Identify every line below that contains the string "rise". Copy each of those lines in full.

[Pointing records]
-- Begin --

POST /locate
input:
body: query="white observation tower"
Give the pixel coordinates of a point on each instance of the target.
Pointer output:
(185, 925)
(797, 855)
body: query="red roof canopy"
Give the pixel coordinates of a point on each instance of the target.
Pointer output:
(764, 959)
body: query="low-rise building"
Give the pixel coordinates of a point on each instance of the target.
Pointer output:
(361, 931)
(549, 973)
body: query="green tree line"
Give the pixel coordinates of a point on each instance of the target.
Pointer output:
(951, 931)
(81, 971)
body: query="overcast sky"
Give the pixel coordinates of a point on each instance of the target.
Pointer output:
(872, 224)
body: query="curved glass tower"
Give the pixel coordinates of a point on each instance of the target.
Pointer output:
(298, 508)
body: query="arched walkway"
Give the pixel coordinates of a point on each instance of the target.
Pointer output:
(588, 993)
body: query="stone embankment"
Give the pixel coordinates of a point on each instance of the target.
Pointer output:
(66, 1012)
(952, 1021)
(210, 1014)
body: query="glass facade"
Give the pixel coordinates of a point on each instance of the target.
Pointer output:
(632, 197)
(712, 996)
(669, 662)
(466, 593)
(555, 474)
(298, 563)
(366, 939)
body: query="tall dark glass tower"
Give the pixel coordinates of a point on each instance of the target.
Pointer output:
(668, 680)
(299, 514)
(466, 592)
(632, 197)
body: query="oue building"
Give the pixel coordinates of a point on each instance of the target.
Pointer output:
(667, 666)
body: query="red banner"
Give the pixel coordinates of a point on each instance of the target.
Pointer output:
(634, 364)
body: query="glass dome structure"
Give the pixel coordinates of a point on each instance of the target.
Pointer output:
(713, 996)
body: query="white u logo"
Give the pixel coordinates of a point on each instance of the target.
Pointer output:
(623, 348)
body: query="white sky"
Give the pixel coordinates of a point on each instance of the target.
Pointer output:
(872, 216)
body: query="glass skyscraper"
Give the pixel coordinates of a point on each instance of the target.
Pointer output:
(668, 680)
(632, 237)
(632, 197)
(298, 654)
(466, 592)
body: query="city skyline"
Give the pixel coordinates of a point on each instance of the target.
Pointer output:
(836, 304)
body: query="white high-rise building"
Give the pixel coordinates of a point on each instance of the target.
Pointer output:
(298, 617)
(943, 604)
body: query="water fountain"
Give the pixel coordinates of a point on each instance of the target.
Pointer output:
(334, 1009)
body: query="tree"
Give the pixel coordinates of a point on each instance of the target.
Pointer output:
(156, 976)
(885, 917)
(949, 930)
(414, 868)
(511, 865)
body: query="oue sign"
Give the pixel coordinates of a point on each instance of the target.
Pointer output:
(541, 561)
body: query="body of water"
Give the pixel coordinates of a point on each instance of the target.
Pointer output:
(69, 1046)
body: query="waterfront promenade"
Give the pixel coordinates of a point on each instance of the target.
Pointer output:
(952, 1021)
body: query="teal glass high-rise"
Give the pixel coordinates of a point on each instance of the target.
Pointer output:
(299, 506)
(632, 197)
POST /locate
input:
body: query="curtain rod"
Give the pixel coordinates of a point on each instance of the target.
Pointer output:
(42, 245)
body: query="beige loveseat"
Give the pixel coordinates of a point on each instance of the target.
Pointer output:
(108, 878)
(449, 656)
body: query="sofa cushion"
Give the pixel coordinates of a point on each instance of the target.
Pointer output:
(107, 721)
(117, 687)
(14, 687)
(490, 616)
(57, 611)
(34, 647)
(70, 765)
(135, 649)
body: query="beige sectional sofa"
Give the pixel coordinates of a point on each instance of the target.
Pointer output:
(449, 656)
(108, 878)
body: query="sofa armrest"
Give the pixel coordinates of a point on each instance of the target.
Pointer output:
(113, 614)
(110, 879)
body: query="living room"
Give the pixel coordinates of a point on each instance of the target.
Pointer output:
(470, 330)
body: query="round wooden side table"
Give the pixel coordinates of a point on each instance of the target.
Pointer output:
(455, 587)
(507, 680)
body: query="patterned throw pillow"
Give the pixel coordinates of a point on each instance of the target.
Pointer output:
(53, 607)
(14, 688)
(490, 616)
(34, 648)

-- End --

→ REPLY
body: query="low-rise building"
body: query="white high-rise building"
body: query="teal glass high-rise"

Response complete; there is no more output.